■ **RECORDS SHOWN**
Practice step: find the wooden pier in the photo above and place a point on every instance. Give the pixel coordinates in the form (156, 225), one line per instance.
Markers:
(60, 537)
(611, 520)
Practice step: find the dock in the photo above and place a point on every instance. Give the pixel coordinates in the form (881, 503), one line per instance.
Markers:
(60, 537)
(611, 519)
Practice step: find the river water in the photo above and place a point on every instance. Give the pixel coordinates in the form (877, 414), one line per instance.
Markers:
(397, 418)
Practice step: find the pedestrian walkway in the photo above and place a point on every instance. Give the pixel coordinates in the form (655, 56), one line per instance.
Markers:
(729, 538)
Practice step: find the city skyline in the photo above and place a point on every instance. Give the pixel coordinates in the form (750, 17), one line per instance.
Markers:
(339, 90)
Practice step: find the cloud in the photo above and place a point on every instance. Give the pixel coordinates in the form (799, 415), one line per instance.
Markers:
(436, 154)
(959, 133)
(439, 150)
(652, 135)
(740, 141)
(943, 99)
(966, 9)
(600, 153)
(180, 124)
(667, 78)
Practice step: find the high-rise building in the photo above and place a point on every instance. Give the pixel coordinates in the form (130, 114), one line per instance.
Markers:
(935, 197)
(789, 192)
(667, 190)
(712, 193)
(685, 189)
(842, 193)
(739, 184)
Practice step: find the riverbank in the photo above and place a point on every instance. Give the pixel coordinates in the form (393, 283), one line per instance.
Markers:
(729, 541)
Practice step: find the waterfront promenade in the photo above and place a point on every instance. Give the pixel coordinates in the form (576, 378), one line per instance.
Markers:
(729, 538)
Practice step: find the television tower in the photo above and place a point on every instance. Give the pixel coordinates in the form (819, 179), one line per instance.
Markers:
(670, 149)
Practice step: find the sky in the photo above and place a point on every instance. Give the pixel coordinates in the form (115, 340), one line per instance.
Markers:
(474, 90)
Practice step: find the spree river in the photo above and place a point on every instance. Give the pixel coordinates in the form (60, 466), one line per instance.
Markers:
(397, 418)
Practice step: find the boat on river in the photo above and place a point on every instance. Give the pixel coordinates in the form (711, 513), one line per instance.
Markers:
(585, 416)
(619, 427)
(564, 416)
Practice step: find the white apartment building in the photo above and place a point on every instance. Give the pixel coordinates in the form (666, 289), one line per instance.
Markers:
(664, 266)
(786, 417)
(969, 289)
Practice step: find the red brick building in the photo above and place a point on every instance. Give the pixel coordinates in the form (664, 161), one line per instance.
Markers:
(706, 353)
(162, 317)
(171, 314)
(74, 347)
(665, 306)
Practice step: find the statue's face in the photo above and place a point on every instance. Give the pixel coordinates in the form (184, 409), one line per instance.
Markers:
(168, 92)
* * *
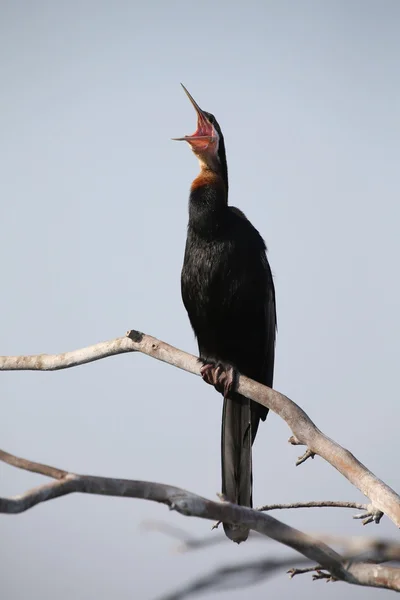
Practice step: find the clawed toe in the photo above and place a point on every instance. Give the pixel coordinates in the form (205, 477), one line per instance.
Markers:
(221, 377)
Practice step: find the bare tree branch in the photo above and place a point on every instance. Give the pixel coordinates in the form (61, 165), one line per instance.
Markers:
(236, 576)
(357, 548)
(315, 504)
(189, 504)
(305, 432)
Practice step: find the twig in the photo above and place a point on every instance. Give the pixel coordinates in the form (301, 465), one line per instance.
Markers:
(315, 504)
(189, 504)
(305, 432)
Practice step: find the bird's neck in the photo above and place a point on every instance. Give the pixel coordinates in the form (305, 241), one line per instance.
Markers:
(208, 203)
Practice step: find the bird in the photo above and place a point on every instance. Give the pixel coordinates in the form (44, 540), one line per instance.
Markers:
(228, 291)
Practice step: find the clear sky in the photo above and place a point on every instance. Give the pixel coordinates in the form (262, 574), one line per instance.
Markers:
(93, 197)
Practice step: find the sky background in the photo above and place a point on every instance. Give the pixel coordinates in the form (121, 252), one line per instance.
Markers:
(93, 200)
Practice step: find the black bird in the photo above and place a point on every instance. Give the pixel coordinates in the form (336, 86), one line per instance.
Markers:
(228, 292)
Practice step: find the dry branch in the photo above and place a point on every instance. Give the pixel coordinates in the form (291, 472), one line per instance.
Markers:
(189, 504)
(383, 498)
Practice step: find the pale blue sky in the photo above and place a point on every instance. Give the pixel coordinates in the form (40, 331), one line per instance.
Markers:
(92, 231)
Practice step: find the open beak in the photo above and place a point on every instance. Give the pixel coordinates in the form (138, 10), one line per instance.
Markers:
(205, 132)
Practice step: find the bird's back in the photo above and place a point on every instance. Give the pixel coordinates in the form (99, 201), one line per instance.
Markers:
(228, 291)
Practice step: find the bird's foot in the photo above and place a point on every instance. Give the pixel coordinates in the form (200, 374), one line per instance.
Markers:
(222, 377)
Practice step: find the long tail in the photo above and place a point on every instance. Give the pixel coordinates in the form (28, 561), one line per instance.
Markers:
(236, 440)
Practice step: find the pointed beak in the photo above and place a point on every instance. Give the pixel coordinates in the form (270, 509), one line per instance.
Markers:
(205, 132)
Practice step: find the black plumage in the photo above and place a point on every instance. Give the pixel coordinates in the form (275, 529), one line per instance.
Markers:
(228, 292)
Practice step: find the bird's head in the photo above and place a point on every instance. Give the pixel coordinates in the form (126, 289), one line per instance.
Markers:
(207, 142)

■ **WHAT YOU NEED TO DO**
The output should be exactly the lines above from the line containing "Practice step: find the wooden" to the line containing "Practice step: find the cloud", inclusive, with no other lines.

■ **RESPONSE AREA**
Practice step: find the wooden pier in the photo above and place a point on every instance. Give the pixel coordinates in the form (156, 225), one line per instance.
Markers:
(60, 537)
(611, 520)
Practice step: find the dock in the photo above and place a point on every instance. Give the pixel coordinates in the form (881, 503), one line per instance.
Markers:
(60, 537)
(611, 519)
Practice step: find the river water in the photo above and place a point on every instance. Give the pixel coordinates in the form (877, 414), one line per instance.
Markers:
(397, 418)
Practice step: find the pedestrian walkway in the photo above and place a point on every instance. Give the pixel coordinates in the form (655, 56), one line per instance.
Markers:
(729, 538)
Practice step: find the city skyline in the photo above and place a point on every instance. Give the pixel coordinates in the form (750, 17), one line per instance.
Markers:
(339, 90)
Practice step: find the cloud in the photo above and place a point on every instance. Give the pixel coordinates in the form (799, 415), one line per instance.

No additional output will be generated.